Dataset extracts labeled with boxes

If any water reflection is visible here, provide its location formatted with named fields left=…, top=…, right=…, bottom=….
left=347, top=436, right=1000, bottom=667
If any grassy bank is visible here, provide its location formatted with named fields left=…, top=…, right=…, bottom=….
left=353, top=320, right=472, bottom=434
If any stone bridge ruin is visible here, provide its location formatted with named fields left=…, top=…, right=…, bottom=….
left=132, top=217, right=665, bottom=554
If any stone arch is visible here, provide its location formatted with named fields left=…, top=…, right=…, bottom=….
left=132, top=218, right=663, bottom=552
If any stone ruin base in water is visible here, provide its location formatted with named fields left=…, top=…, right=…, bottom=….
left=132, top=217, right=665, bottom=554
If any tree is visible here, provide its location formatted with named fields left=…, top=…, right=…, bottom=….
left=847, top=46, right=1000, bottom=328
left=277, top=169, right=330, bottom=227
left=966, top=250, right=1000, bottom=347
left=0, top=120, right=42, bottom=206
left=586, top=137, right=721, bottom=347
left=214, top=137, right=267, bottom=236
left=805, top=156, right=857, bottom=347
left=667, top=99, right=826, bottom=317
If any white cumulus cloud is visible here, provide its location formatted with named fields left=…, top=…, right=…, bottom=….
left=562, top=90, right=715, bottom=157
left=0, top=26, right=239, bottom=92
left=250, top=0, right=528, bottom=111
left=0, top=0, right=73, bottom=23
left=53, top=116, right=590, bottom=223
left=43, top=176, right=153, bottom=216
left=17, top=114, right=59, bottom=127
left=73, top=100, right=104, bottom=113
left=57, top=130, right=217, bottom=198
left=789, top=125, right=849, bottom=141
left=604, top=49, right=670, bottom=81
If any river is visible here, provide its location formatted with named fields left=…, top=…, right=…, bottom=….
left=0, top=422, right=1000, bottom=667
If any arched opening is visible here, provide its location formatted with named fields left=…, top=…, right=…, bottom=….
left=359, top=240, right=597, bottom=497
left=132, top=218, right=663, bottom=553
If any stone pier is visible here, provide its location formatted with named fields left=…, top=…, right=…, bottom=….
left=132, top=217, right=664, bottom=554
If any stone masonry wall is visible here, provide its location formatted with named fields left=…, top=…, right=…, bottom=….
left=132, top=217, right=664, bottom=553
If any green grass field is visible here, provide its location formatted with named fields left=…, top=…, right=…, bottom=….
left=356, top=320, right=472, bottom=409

Task statement
Copy the rows above word for word, from the beginning of the rows through the line containing "left=667, top=99, right=826, bottom=317", with both of those lines included.

Written answer
If any water reflection is visible here, provide its location formatted with named fields left=…, top=…, right=…, bottom=….
left=347, top=436, right=1000, bottom=667
If any grassy bank is visible here, provide its location formatted with named fields left=…, top=…, right=…, bottom=….
left=353, top=320, right=472, bottom=434
If any stone bridge ruin is visible here, provide its location formatted with named fields left=…, top=…, right=…, bottom=….
left=132, top=217, right=665, bottom=554
If any stone arch is visible here, provide its location formatted with named fields left=…, top=…, right=…, bottom=….
left=132, top=218, right=663, bottom=552
If any stone ruin base in water is visible here, provide its location formatted with named fields left=…, top=…, right=…, bottom=….
left=132, top=217, right=665, bottom=554
If any tree is visible here, provide its location formatted with named fields left=…, top=…, right=…, bottom=….
left=847, top=46, right=1000, bottom=328
left=277, top=169, right=330, bottom=227
left=966, top=250, right=1000, bottom=347
left=0, top=120, right=42, bottom=206
left=586, top=137, right=721, bottom=347
left=214, top=137, right=267, bottom=236
left=805, top=156, right=857, bottom=347
left=667, top=99, right=826, bottom=317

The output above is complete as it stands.